■ **The task**
Where the word "patch" occurs in a line of the data, return the whole line.

Image-grounded pointing data
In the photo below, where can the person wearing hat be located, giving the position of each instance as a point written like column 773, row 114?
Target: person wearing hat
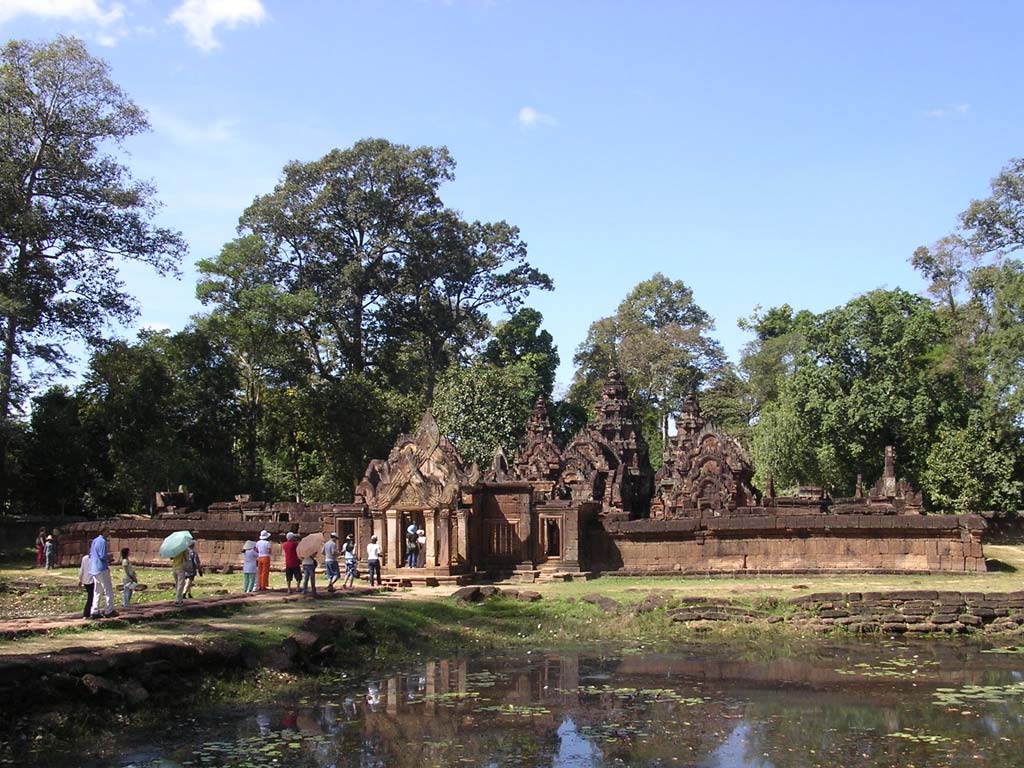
column 292, row 564
column 350, row 561
column 331, row 561
column 194, row 567
column 421, row 547
column 50, row 553
column 374, row 560
column 249, row 566
column 412, row 547
column 263, row 561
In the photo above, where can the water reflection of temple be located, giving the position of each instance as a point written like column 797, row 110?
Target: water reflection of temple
column 594, row 505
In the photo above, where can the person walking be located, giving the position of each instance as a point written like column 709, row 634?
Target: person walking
column 292, row 562
column 331, row 561
column 249, row 566
column 421, row 548
column 86, row 583
column 194, row 568
column 40, row 548
column 130, row 580
column 263, row 548
column 309, row 576
column 374, row 560
column 178, row 569
column 99, row 567
column 351, row 562
column 50, row 553
column 412, row 547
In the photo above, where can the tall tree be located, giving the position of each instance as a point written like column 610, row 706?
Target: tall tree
column 69, row 207
column 659, row 340
column 339, row 227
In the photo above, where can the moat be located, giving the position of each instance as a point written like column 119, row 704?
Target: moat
column 868, row 704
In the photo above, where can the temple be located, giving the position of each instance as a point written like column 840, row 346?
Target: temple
column 595, row 506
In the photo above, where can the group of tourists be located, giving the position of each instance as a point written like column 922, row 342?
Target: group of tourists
column 96, row 580
column 302, row 570
column 94, row 577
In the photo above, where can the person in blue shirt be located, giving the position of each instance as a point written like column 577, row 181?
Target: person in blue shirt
column 99, row 568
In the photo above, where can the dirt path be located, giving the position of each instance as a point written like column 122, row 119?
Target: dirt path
column 165, row 622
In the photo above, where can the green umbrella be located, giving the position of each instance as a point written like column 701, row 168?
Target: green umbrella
column 175, row 544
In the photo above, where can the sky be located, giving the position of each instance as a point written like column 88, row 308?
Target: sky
column 763, row 153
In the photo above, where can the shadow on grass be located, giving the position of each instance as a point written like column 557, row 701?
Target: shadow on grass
column 998, row 566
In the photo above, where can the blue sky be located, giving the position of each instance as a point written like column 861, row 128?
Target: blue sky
column 762, row 153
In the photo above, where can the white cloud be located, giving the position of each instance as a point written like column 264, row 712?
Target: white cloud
column 76, row 10
column 528, row 117
column 947, row 111
column 200, row 17
column 192, row 134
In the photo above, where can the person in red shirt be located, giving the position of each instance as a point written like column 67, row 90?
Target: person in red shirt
column 293, row 567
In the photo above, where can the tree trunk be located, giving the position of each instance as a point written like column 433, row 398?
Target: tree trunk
column 6, row 379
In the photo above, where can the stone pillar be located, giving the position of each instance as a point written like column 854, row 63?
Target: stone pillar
column 444, row 535
column 430, row 674
column 463, row 550
column 392, row 546
column 430, row 525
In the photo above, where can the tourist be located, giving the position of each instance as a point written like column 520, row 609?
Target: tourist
column 374, row 560
column 85, row 582
column 309, row 576
column 411, row 547
column 350, row 561
column 331, row 561
column 194, row 568
column 178, row 568
column 249, row 566
column 263, row 561
column 292, row 563
column 40, row 548
column 129, row 581
column 50, row 553
column 99, row 567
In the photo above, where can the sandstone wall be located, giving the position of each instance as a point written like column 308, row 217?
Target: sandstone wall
column 219, row 542
column 790, row 544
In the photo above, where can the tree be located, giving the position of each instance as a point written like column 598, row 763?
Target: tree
column 520, row 339
column 481, row 408
column 658, row 340
column 864, row 380
column 257, row 322
column 69, row 208
column 995, row 224
column 339, row 228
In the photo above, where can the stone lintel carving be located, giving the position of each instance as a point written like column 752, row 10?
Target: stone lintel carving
column 705, row 470
column 423, row 471
column 608, row 461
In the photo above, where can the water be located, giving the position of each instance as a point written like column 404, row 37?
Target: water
column 842, row 705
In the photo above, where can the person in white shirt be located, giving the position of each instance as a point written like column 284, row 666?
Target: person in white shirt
column 374, row 560
column 263, row 547
column 85, row 581
column 249, row 566
column 331, row 561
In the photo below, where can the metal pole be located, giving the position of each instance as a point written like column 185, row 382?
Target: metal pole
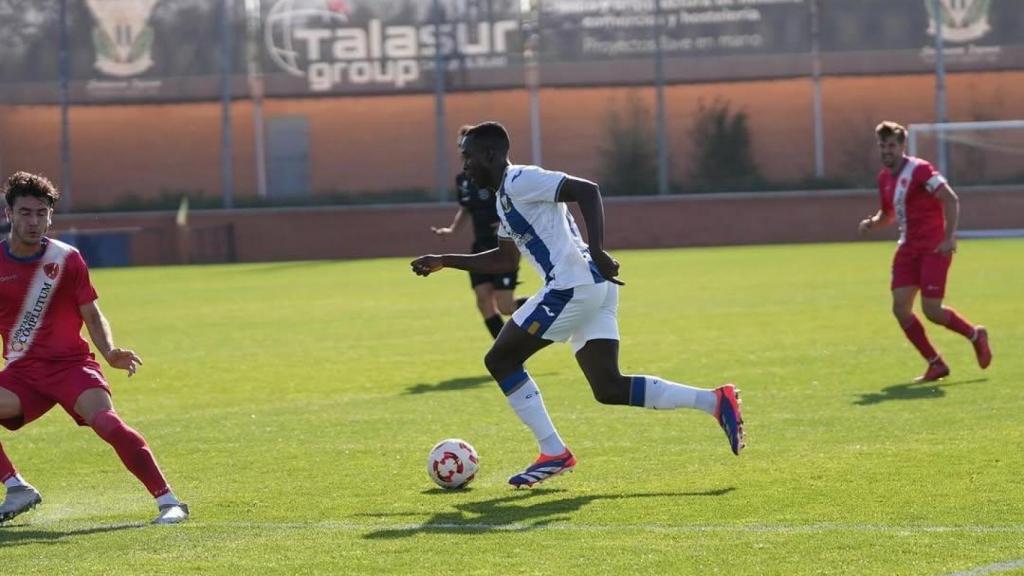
column 663, row 139
column 940, row 87
column 256, row 92
column 819, row 141
column 226, row 152
column 65, row 66
column 441, row 152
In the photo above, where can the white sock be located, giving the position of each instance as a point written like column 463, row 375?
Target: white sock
column 664, row 395
column 528, row 406
column 15, row 481
column 168, row 499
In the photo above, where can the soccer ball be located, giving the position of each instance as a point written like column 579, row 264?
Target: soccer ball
column 453, row 463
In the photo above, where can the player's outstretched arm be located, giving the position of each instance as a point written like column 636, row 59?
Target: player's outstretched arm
column 499, row 260
column 588, row 197
column 102, row 338
column 454, row 227
column 950, row 204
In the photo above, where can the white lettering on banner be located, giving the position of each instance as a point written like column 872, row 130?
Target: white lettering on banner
column 324, row 46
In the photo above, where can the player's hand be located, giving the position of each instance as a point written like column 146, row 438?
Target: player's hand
column 947, row 247
column 124, row 360
column 425, row 265
column 607, row 265
column 864, row 225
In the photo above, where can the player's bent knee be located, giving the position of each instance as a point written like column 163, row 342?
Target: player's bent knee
column 497, row 364
column 936, row 315
column 613, row 391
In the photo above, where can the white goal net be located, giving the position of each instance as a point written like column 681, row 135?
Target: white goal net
column 977, row 153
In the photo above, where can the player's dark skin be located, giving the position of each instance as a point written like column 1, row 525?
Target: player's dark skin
column 485, row 164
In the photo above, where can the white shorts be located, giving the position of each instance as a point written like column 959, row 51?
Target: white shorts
column 579, row 315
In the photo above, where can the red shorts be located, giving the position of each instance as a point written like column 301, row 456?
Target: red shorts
column 41, row 385
column 926, row 270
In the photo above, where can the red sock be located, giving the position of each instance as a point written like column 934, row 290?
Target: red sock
column 132, row 449
column 956, row 323
column 6, row 468
column 915, row 333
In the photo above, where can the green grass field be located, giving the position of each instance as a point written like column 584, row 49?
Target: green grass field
column 293, row 406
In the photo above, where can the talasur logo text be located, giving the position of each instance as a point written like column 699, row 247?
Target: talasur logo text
column 326, row 48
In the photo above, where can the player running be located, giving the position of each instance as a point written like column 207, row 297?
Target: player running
column 494, row 291
column 914, row 194
column 45, row 296
column 578, row 302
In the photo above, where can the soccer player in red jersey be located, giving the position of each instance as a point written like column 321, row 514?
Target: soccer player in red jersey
column 918, row 197
column 45, row 296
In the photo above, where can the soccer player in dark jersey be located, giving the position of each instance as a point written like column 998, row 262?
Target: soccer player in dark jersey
column 915, row 195
column 45, row 297
column 495, row 292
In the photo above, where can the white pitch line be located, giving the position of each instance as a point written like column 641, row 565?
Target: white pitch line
column 992, row 568
column 569, row 527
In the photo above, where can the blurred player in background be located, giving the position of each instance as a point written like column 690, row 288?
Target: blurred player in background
column 916, row 196
column 45, row 296
column 578, row 303
column 495, row 292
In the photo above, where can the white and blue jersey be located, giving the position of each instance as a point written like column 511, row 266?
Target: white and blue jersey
column 543, row 228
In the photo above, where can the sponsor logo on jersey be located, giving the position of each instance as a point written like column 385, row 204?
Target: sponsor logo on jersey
column 19, row 338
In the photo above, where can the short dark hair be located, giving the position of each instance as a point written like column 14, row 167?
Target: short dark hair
column 492, row 134
column 26, row 183
column 463, row 130
column 887, row 129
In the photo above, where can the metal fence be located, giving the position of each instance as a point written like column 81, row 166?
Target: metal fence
column 115, row 51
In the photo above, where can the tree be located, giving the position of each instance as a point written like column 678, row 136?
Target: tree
column 629, row 164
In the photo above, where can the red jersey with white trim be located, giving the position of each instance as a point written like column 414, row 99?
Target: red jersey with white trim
column 40, row 296
column 910, row 195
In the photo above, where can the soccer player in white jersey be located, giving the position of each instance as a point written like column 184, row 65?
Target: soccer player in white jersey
column 578, row 302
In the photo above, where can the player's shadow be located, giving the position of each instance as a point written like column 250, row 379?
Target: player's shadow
column 912, row 391
column 16, row 535
column 519, row 511
column 450, row 384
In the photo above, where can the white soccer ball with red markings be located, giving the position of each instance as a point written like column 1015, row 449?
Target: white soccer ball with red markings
column 453, row 463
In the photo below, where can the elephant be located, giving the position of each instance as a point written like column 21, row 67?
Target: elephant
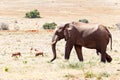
column 78, row 35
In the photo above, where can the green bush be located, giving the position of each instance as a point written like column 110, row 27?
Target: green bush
column 6, row 69
column 49, row 25
column 33, row 14
column 89, row 74
column 84, row 20
column 4, row 26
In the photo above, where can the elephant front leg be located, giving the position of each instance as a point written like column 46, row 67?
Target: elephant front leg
column 68, row 49
column 79, row 52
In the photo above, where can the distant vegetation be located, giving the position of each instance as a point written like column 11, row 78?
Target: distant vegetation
column 84, row 20
column 49, row 25
column 4, row 26
column 33, row 14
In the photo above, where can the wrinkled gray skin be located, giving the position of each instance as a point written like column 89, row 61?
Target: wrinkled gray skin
column 80, row 35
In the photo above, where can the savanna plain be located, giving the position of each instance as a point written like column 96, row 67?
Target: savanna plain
column 30, row 34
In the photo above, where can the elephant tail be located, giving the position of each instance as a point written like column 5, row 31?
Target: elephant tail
column 110, row 36
column 111, row 39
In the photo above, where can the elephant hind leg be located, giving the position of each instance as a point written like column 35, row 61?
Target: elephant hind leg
column 108, row 58
column 79, row 52
column 103, row 57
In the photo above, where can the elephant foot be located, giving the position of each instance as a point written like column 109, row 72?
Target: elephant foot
column 108, row 58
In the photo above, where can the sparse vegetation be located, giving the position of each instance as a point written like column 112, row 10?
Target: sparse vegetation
column 49, row 25
column 89, row 74
column 6, row 69
column 4, row 26
column 33, row 14
column 84, row 20
column 25, row 62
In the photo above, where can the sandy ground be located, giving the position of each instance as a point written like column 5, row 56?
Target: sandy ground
column 29, row 67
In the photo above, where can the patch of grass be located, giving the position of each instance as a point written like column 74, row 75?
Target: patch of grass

■ **Finished task**
In the photo above, where can the patch of grass be located, giving the position of each instance as a point written like column 74, row 75?
Target: patch of grass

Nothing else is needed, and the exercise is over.